TASK DIRECTIONS
Answer these questions using the Armolipid study excerpt.
1. At the first evaluation (T₁), in what percentage of the 84 participants did LDL-C decrease by 10% or more?
2. How many children in the group had not previously consumed plant sterols?
3. Which four levels showed no significant changes after supplementation with Armolipid?

TEXT PASSAGE
[Start of section]

At 1st evaluation after Armolipid administration (T₁), a decrease of LDL-C, non-HDL-C and Apo-B ≥10% was observed in 60.7%, 63.1% and 66.7% of 84 participants. At the 2^nd evaluation (T_2, N=64), the respective percentages were 78.1%, 70.3% and 59.4%. Moreover, a decrease of LDL-C, non-HDL-C and Apo-B from 5% to <10% from baseline levels was found in 14.3%, 11.9% and 7.1% of participants in T₁ and in 6.3%, 14.1% and 12.5% in T₂ evaluation.

None of the participants presented any gastrointestinal symptom or any liver, muscle or renal enzymes elevations, during the study period (Table 1).

3.3. Changes in Lipid Profile After Armolipid Supplementation in Participants with no Prior Consumption of Phytosterols

In the group of children who had not previously consumed plant sterols (n=64), a statistically significant reduction in TC (p<0.001), LDL-C (p<0.001), non-HDL-C (p<0.001) and Apo-B (p<0.001) levels was found in T₁ and T₂ (n=45) measurements compared to the baseline (T₀) (a one-way repeated measures ANOVA was conducted (because of normality of the data in this group of children)). Appropriate post-hoc tests (pairwise comparisons) revealed a significant decrease in TC (p<0.001 and p<0.001), LDL-C (p<0.001 and p<0.001), non-HDL-C (p<0.001 and p<0.001) and Apo-B (p<0.001 and p<0.001) levels between T₀ and T_1, as well as between T₀ and T₂ measurements (Figure 1). There was not any significant difference in TC, LDL-C, non-HDL-C and Apo-B levels between T₁ and T₂ measurements.

A one-way repeated measures ANOVA was conducted to compare scores on TC, LDL-C, non-HDL-C and Apo-B in 3 time period. There was a significant effect for time (p < .001). Post-hoc comparisons test, for all 4 parameters, indicated that the mean score for T(0) was significantly different from T(1) and from T(2). Also, the mean score for T(1) did not differ significantly from T(2).

No significant changes in HDL-C, TGs, Apo-A1 and Lp(a) levels were observed after the supplementation with Armolipid (T₀ vs. T₁ & T₂).

No significant differences were found between BMI z-score, WC/H ratio, other biochemical parameters and TSH levels in times 0, 1 and 2. In contrary, SBP, DBP and creatinine levels were significantly higher at T₁ and T₂ evaluation when compared with T₀ (p< 0.001, age statistically significant, with a beta value for SBP, DBP and creatinine =4.13, p<0.001, =2.95, p<0.001 and =0.03, p=0.001, respectively). The alterations in Tanner stage during the study had no significant effect on the reduction of LDL-C, non–HDL-C and Apo-B levels.

[End of section]

SUPPLIED ENTRIES
[Start of section]

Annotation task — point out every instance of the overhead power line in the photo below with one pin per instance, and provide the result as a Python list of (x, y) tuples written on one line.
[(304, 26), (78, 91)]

[End of section]
[Start of section]

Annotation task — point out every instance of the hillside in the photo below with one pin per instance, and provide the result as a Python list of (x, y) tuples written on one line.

[End of section]

EXERCISE RESULT
1. 60.7%
2. 64
3. HDL-C, TGs, Apo-A1 and Lp(a)